# GIVEN RECORDS
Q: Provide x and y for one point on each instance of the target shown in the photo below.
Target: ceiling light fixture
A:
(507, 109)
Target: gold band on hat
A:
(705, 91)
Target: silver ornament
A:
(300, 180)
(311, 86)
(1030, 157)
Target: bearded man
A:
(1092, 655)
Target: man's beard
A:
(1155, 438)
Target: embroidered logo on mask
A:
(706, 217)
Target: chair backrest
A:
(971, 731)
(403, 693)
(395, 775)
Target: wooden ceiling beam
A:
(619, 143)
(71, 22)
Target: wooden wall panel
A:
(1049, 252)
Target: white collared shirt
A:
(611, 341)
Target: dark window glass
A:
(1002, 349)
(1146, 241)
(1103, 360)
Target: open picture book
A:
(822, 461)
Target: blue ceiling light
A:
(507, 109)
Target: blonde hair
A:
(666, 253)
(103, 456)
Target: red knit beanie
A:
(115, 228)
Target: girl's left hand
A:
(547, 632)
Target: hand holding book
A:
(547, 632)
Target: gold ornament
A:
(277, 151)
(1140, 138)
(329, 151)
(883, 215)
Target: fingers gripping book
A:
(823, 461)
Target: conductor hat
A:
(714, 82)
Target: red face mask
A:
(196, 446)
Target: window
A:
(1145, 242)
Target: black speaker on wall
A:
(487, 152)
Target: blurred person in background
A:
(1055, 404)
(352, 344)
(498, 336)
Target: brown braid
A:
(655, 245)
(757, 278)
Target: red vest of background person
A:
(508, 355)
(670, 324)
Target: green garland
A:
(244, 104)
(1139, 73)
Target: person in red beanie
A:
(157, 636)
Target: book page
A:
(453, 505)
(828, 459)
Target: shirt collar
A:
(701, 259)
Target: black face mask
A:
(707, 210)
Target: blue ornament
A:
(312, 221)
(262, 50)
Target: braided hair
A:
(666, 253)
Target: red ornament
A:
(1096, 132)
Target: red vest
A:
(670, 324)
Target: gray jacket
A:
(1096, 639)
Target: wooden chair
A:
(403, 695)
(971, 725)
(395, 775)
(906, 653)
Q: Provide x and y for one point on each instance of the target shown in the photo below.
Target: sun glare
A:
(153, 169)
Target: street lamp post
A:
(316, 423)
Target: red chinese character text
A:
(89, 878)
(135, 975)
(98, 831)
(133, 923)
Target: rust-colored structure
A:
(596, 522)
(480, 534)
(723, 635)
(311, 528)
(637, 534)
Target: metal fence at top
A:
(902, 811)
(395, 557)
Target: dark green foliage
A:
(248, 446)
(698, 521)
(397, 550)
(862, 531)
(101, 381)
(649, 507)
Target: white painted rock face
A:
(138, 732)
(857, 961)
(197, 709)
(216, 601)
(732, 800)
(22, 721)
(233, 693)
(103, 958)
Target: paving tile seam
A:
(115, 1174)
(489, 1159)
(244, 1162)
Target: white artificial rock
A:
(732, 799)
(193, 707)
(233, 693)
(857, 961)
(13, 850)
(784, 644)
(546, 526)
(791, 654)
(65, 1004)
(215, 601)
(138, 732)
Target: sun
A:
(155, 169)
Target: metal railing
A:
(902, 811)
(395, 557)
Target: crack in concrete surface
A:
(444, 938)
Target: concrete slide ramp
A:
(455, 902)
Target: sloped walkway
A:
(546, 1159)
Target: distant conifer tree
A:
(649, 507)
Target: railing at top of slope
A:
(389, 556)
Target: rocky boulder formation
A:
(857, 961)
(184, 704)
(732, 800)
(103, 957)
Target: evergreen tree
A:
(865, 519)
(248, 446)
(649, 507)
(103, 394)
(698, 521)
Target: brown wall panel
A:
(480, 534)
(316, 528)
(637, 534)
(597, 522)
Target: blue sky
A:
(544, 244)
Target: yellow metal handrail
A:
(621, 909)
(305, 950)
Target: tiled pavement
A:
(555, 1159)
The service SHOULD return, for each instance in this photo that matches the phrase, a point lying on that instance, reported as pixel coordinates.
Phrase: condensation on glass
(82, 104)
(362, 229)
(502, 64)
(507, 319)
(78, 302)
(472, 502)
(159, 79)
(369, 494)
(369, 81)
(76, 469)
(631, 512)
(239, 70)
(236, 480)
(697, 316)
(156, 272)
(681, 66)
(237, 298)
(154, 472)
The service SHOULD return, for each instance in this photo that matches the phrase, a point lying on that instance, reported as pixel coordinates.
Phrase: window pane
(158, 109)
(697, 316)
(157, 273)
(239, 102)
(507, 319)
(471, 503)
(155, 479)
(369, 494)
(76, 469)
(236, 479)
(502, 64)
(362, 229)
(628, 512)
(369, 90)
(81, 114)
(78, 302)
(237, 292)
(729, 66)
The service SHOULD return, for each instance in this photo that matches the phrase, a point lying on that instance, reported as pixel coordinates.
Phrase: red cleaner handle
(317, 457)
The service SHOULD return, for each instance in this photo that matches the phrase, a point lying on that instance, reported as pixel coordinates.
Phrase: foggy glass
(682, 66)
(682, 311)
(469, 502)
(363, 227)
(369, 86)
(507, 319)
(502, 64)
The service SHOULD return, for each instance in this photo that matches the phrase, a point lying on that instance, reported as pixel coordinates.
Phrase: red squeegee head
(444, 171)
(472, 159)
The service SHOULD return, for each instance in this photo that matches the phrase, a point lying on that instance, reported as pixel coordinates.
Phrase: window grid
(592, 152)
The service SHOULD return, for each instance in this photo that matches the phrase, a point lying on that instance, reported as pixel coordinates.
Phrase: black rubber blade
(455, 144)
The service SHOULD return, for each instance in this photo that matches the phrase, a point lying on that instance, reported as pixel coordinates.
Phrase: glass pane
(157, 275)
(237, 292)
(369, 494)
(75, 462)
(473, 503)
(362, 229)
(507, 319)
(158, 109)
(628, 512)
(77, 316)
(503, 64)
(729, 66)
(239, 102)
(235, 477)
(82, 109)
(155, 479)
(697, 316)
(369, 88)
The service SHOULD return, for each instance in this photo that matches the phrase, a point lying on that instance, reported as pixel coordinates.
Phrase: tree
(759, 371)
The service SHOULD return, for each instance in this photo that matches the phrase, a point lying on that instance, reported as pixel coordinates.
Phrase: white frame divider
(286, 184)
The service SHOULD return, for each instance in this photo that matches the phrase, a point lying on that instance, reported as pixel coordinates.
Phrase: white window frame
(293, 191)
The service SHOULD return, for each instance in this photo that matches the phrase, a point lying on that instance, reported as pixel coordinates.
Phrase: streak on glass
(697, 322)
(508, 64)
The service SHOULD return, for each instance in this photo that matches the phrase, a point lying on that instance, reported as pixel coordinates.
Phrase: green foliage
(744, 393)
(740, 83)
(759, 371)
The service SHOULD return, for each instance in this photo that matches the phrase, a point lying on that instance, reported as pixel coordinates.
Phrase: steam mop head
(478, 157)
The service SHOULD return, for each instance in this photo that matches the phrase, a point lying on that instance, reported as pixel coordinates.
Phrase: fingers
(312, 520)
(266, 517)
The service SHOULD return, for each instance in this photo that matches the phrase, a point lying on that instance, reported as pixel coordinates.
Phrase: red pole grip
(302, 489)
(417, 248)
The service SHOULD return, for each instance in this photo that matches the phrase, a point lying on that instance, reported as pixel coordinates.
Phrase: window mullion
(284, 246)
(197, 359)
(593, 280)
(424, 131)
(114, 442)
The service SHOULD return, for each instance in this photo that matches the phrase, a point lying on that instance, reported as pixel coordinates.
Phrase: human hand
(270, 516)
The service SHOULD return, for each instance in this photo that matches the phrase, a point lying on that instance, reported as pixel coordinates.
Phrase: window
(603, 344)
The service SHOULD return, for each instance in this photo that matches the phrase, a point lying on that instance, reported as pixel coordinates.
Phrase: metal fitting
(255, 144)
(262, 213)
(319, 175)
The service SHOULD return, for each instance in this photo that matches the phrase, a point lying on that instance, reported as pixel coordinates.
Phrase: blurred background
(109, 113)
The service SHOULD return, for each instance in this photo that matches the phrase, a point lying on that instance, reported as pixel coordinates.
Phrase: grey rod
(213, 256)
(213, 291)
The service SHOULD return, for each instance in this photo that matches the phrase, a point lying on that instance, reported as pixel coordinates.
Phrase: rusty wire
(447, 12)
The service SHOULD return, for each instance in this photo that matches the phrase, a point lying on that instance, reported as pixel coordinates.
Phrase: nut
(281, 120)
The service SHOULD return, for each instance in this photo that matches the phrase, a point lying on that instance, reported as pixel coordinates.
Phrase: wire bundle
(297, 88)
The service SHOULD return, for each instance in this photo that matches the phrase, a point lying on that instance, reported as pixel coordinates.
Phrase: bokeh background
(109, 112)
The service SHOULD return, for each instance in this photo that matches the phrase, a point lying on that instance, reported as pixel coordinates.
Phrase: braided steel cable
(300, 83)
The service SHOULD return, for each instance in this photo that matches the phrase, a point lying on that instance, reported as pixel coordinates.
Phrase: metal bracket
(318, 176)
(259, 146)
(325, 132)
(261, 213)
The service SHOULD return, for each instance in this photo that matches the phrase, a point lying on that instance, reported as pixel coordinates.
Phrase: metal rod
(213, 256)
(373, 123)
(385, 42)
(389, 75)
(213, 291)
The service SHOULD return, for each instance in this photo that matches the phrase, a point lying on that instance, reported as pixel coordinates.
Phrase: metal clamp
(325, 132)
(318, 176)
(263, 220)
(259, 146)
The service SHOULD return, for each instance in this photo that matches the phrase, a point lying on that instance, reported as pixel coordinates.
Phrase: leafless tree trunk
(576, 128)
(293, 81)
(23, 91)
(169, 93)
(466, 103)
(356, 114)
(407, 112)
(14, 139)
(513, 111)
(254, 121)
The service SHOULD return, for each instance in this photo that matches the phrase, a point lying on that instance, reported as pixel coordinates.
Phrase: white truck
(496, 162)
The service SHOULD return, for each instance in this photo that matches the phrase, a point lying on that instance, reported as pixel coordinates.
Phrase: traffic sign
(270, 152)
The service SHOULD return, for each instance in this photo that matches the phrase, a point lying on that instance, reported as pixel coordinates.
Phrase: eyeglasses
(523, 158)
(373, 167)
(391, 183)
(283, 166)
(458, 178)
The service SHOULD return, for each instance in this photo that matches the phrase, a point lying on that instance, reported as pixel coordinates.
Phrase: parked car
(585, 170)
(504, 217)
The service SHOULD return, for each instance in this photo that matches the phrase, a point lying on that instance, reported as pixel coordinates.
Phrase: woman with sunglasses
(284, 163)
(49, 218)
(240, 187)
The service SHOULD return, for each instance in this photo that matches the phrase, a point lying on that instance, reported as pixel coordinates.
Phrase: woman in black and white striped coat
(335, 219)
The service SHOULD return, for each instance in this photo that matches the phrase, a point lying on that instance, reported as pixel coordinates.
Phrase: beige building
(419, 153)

# TRY IT
Only lines of the data holding the word "chair" go in the answer. Please copy each of them.

# REPLY
Target: chair backrest
Target: wooden chair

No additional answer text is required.